==== SOURCE EXCERPT

= Joseph Tiefenthaler =

Austrian Jesuit missionary to India (1710–1785)

Joseph Tiefenthaler (or Tieffenthaler or Tieffentaller) (27 August 1710 – 5 July 1785) was a Jesuit missionary and one of the earliest European geographers to write about India.

==Life and travels==
Tiefenthaler was born in Bozen, in the county of Tyrol, then in the Austrian empire. Not much is known of his early life and studies except that he spent two years in Spain. He entered the Society of Jesus on 9 October 1729, and went in 1740 to the East Indian mission.

Arriving in Goa, he was soon sent to be the Rector of the Jesuit High School of Agra. Agra was then the center of the so-called 'Mission of the Grand Moghul'. In 1747 he went to Narwar where he stayed for about 18 years.

To escape Prime Minister Pombal's order for all Jesuits to be expelled from Portuguese controlled areas (in 1759), he left and travelled around North India.

========
==== STORED ROWS

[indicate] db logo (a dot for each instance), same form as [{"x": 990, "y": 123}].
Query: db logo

========
==== STORED ROWS

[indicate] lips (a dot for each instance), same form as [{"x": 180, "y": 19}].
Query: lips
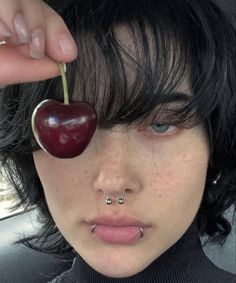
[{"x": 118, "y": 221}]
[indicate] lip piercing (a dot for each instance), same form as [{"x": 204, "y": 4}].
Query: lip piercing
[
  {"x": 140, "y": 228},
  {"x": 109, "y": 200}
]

========

**EXERCISE TASKS:**
#1 Answer these questions about the text on Joseph Tiefenthaler:
(a) In what town was he born?
(b) On what date did he enter the Society of Jesus?
(c) About how long did he stay in Narwar?
#2 Copy a passage from the text on Joseph Tiefenthaler word for word, beginning at the words "Austrian Jesuit missionary" and stopping after "about 18 years.".
The entries have nothing to do with the text on Joseph Tiefenthaler.

**RESPONSES PER TASK:**
#1
(a) Bozen, in the county of Tyrol
(b) 9 October 1729
(c) About 18 years

#2
Austrian Jesuit missionary to India (1710–1785)

Joseph Tiefenthaler (or Tieffenthaler or Tieffentaller) (27 August 1710 – 5 July 1785) was a Jesuit missionary and one of the earliest European geographers to write about India.

==Life and travels==
Tiefenthaler was born in Bozen, in the county of Tyrol, then in the Austrian empire. Not much is known of his early life and studies except that he spent two years in Spain. He entered the Society of Jesus on 9 October 1729, and went in 1740 to the East Indian mission.

Arriving in Goa, he was soon sent to be the Rector of the Jesuit High School of Agra. Agra was then the center of the so-called 'Mission of the Grand Moghul'. In 1747 he went to Narwar where he stayed for about 18 years.